> _Excerpt to read_
========

Why Don't
You Say It?
Experimental films project
Curator: Michal Heiman
Participating artists: Aya Ben Ron, Dana Gilerman, Rona Yefman,
Yael Bartana, Gilad Ratman, Boaz Arad, Ariela Plotkin, Michal
Rothschild, Karen Russo, Ariella Azoulay, Elyasaf Kowner
Supported by the New Israeli Foundation for Cinema and T.V.
"Most people fall sick because they don't know how to
say what they see and what they think."
-- Fernando Pessoa, The Book Of Disquiet, Quote trans. Ioram
Melcer
Spaces without Witnesses / (Michal Heiman, Curator)
"[...] Now, when the moving images introduced by the
digital revolution are shifting from screening halls to exhibition
spaces, a new definition of film may be generated - not from
the restricted field of the history of cinema, but from the
expanded field of the history of art. [...] There are countless
filmmakers who work like artisans, like plastic artists. [...]
Some filmmakers manage to create while adapting to the film
industry, others do not; there are artists from both sides
of this dividing line, compelling us to rethink the contours
and boundaries of cinematic genres. Experimental or nonstandard
cinema is economically negligible but aesthetically dominant,
and this type of cinema can no longer be deciphered solely
on the basis of the history of cinema, since it finds its
sources or inspiration also in the history of music, painting
or sculpture, namely - in the history of art."

========

> _Task to carry out_
Continue the curator's essay on experimental film from its last sentence. The items come from a source other than the curator's essay on experimental film.

> _Data supplied_
========

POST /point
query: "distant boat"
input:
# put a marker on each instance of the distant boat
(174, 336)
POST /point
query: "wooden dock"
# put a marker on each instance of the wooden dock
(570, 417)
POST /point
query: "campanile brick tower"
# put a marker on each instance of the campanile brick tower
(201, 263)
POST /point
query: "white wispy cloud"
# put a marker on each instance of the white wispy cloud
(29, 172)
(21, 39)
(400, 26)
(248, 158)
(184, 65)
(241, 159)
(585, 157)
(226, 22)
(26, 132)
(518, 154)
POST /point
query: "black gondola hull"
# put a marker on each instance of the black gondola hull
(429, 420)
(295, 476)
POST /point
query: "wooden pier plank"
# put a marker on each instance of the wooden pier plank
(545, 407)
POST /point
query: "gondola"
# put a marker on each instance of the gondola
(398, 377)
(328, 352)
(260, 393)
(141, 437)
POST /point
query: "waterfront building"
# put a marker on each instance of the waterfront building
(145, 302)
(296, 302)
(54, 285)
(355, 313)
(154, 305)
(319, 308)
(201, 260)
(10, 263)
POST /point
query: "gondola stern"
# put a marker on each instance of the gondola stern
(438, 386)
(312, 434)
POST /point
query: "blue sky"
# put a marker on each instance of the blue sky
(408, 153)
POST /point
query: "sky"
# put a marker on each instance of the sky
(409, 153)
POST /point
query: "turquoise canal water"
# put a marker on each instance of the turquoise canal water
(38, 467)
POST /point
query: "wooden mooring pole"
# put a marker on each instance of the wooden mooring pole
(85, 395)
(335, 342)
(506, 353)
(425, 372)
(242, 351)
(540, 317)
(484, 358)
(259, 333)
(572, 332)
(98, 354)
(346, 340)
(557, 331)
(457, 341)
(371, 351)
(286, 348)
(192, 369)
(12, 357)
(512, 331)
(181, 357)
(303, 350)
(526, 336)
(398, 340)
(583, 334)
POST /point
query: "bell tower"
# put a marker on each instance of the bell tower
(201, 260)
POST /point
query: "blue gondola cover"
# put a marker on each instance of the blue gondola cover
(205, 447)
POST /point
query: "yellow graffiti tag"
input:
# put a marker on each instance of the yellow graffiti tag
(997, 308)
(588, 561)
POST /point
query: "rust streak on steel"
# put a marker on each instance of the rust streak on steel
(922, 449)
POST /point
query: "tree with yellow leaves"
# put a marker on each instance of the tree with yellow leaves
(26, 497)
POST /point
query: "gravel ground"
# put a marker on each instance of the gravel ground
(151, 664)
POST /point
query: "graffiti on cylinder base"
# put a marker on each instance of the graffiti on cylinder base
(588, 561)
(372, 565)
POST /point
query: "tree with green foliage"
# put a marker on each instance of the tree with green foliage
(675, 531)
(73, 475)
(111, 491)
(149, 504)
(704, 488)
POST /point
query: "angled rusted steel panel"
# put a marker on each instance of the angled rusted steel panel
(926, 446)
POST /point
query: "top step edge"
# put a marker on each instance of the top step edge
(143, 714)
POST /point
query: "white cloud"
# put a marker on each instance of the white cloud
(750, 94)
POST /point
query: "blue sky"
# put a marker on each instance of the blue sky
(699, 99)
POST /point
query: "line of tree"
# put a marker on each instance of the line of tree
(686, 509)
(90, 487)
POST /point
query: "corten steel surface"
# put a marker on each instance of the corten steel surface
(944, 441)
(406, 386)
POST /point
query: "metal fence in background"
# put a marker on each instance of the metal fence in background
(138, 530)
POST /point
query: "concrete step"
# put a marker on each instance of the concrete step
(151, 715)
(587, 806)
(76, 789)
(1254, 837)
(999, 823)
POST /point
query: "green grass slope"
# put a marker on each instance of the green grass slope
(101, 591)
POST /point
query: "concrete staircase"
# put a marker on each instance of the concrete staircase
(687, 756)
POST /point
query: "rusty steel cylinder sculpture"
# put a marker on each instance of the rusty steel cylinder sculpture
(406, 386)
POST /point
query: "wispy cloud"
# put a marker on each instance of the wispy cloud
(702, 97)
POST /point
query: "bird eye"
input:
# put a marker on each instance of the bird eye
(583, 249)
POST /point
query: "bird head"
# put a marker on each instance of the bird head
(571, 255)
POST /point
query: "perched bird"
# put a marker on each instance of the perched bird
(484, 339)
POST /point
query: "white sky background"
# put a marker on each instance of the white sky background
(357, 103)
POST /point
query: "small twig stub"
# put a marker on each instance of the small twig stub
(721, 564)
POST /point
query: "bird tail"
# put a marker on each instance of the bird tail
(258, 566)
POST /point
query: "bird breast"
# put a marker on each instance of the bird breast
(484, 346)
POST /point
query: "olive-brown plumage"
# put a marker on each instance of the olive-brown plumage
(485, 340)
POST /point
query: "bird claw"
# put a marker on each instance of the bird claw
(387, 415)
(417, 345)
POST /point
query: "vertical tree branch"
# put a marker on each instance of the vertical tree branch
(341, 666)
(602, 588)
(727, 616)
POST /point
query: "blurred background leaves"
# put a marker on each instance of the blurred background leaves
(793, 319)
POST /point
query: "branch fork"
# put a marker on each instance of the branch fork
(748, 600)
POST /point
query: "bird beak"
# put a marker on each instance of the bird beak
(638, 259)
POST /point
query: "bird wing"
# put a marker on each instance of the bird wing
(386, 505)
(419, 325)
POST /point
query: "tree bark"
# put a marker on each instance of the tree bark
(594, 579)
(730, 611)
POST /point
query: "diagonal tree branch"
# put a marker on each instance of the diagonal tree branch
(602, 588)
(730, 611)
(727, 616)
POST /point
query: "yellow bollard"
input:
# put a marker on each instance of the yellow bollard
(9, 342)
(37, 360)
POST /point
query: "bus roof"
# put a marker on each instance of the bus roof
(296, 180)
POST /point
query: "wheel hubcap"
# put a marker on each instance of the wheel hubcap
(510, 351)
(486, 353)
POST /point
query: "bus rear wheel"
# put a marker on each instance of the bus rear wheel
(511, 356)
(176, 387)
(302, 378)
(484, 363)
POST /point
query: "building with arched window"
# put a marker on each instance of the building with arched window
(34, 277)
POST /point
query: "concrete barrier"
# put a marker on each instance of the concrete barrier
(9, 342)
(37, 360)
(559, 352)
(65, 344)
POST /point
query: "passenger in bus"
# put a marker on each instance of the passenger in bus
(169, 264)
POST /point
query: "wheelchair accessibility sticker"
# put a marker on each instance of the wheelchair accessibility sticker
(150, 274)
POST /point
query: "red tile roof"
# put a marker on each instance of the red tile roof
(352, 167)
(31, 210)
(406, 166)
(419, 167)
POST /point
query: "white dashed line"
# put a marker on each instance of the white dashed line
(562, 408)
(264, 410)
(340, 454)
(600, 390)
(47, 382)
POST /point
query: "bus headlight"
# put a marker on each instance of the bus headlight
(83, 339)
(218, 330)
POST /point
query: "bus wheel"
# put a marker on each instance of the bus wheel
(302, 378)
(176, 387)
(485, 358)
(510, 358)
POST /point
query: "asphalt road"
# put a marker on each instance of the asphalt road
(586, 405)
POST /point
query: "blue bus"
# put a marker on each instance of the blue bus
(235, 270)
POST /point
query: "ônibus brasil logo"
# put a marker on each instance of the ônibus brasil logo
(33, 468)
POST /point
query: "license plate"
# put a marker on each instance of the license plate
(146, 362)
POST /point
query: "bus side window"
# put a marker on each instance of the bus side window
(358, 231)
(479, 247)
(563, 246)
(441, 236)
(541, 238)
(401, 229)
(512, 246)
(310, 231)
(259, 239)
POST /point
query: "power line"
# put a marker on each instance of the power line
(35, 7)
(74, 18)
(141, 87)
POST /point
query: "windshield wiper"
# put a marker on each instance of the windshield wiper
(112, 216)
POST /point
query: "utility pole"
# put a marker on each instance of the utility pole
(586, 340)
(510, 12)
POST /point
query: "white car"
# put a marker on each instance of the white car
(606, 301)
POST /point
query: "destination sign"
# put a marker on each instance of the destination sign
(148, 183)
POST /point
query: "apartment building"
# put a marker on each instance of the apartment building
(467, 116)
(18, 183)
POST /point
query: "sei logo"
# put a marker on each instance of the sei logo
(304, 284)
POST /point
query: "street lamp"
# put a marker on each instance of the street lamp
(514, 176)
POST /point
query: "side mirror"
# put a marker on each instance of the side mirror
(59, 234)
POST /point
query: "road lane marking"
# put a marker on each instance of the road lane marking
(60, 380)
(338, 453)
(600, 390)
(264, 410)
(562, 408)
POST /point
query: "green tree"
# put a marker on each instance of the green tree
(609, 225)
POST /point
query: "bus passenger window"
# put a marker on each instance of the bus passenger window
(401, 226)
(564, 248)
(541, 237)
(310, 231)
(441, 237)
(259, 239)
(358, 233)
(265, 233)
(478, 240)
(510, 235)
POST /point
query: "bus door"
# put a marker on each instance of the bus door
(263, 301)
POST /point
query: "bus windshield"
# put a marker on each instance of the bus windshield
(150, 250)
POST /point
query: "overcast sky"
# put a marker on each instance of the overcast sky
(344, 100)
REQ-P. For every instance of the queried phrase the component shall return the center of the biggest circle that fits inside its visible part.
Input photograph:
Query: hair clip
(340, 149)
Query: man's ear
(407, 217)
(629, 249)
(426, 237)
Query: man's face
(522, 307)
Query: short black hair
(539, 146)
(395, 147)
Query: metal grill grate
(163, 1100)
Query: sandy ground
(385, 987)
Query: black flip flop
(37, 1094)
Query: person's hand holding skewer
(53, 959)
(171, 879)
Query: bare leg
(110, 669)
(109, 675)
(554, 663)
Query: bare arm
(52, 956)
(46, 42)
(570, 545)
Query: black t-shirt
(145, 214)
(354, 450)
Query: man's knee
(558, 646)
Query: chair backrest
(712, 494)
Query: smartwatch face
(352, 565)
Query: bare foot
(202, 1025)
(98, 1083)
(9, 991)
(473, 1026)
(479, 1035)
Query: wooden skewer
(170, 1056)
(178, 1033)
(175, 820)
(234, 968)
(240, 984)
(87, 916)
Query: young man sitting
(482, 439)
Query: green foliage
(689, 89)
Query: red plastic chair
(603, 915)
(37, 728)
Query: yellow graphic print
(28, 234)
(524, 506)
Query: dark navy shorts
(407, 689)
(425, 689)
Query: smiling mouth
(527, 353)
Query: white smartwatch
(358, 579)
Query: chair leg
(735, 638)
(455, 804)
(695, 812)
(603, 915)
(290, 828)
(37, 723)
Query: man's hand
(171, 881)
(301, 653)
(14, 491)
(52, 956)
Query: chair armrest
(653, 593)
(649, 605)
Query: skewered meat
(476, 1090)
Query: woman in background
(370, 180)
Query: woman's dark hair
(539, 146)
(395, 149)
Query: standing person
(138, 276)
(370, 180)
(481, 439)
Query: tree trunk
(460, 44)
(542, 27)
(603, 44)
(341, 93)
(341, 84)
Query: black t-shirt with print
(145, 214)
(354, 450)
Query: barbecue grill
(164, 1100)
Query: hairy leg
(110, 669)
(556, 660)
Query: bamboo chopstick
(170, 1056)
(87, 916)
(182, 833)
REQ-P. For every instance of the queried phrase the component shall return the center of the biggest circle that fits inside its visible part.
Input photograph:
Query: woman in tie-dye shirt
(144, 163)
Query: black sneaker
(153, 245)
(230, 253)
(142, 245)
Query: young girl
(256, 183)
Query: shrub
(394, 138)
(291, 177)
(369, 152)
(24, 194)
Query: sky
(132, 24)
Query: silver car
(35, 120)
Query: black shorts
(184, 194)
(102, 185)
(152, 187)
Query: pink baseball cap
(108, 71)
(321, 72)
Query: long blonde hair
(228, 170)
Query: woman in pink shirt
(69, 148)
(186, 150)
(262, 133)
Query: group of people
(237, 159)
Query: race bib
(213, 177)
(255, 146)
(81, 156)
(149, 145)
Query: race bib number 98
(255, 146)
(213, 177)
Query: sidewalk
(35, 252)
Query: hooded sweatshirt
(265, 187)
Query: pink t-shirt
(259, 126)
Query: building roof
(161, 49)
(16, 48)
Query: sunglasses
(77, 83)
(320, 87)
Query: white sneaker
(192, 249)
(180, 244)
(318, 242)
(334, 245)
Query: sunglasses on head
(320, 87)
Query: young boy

========

> _Exercise response_
-- From: Ariel Schweitzer, "Interview with Philippe-Alain
Michaud," Studio 159, March-April 2005, pp. 62-63 [Hebrew]
Two years have passed since the project was launched, and
now that the eleven films have been completed, together they
seem to constitute an intricate exploration of notions such
as silence and silencing, articulation, thinking, testimonies,
diversion, false speech/dubbing, penetration, humiliation,
substitution, humor, effacement, implantation, etc.
The recurring attempts in all the films to enter what I would
term "spaces without witnesses" seem to enable the
introduction of voices and non-voices into the realms of film
material.
(It is not always clear whether we are indeed witnessing the
emergence of memories without witnesses, or whether we are
viewing the formation of screen memories, namely memories
that remind and mask, attest and deny at one and the same
time. Is there really a way to make the voices of "unknown
others" heard?)
Michal Heyman, September 2005
In conjunction with the Auto\biography Project, Fall 2005,
an initiative of Ha'Midrasha School of Art, Beit Berl College
1. Aya Ben Ron, Still Under Treatment, 2005,
5: 3 0 min.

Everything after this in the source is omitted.